To be done
Copy every row below word for word, keeping each line unchanged.

Exercise inputs

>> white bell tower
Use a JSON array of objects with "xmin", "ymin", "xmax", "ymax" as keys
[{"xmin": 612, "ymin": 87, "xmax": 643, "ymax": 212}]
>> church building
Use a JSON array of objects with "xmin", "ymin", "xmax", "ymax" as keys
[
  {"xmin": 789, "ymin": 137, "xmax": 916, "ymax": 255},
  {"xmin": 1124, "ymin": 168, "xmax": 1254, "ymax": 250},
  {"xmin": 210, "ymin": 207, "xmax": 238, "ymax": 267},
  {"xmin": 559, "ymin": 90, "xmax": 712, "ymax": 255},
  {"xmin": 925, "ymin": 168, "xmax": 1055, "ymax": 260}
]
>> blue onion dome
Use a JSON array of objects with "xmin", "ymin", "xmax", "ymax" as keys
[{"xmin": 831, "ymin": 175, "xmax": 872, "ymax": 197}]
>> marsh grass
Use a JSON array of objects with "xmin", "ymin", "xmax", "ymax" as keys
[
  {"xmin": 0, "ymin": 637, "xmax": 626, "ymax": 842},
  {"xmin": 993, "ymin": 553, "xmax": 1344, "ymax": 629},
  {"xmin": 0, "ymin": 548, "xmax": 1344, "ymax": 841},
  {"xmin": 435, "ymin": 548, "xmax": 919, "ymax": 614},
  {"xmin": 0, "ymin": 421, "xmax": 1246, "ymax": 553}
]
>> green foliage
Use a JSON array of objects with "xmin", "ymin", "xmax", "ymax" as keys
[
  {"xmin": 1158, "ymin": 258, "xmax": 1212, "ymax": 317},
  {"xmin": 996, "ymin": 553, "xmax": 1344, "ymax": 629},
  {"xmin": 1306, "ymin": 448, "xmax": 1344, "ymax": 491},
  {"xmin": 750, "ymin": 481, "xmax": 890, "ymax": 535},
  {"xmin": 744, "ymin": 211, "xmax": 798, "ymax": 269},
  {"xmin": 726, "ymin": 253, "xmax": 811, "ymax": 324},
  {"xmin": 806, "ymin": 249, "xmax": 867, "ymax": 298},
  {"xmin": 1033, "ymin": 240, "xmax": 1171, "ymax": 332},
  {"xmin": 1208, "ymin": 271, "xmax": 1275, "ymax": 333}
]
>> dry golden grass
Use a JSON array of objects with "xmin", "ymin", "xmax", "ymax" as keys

Reply
>> white bell tower
Use a JSON array of objects with "xmin", "ymin", "xmax", "ymax" as keys
[{"xmin": 612, "ymin": 87, "xmax": 643, "ymax": 212}]
>> church building
Use a JSON array of objects with "xmin", "ymin", "xmax", "ymax" as keys
[
  {"xmin": 789, "ymin": 137, "xmax": 916, "ymax": 255},
  {"xmin": 1124, "ymin": 168, "xmax": 1254, "ymax": 250},
  {"xmin": 210, "ymin": 207, "xmax": 238, "ymax": 267},
  {"xmin": 559, "ymin": 90, "xmax": 712, "ymax": 255},
  {"xmin": 925, "ymin": 168, "xmax": 1055, "ymax": 260}
]
>> blue onion dome
Use a JSON array of objects with "xmin", "ymin", "xmax", "ymax" as keys
[{"xmin": 831, "ymin": 175, "xmax": 872, "ymax": 197}]
>> marsh grass
Use a JSON array of objects with "xmin", "ymin", "xmax", "ymax" as keys
[
  {"xmin": 0, "ymin": 637, "xmax": 626, "ymax": 842},
  {"xmin": 993, "ymin": 553, "xmax": 1344, "ymax": 629},
  {"xmin": 0, "ymin": 548, "xmax": 1344, "ymax": 841},
  {"xmin": 435, "ymin": 548, "xmax": 919, "ymax": 614},
  {"xmin": 0, "ymin": 421, "xmax": 1246, "ymax": 553}
]
>> green foliage
Use a JSON array of objects with "xmin", "ymin", "xmax", "ymax" as keys
[
  {"xmin": 1158, "ymin": 258, "xmax": 1212, "ymax": 317},
  {"xmin": 996, "ymin": 553, "xmax": 1344, "ymax": 629},
  {"xmin": 1306, "ymin": 448, "xmax": 1344, "ymax": 491},
  {"xmin": 750, "ymin": 481, "xmax": 890, "ymax": 535},
  {"xmin": 744, "ymin": 211, "xmax": 798, "ymax": 269},
  {"xmin": 726, "ymin": 253, "xmax": 811, "ymax": 324},
  {"xmin": 806, "ymin": 249, "xmax": 867, "ymax": 298},
  {"xmin": 1033, "ymin": 240, "xmax": 1171, "ymax": 332},
  {"xmin": 1208, "ymin": 271, "xmax": 1275, "ymax": 333}
]
>> dry golden grass
Use a JSON array of objects with "xmin", "ymin", "xmax", "ymax" as keys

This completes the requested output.